## Aim of the task
Without including any pictures, write out the data below exactly.

*** Source information Section Begins ***

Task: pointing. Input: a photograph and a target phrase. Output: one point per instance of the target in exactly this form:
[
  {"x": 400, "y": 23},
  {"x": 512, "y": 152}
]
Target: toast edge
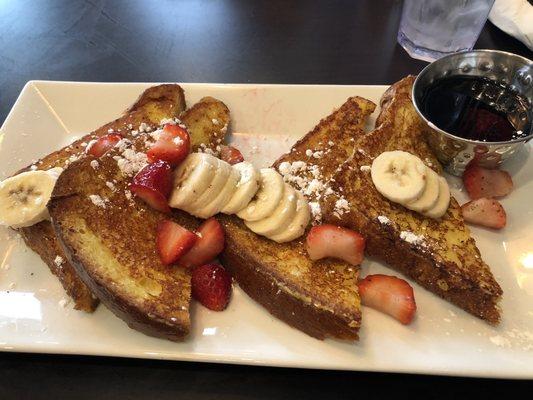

*** Source information Section Ends ***

## Solution to this problem
Task: pointing. Input: a photograph and a target phrase. Output: one point per instance of the target in exactly this form:
[
  {"x": 400, "y": 23},
  {"x": 512, "y": 152}
]
Target: toast edge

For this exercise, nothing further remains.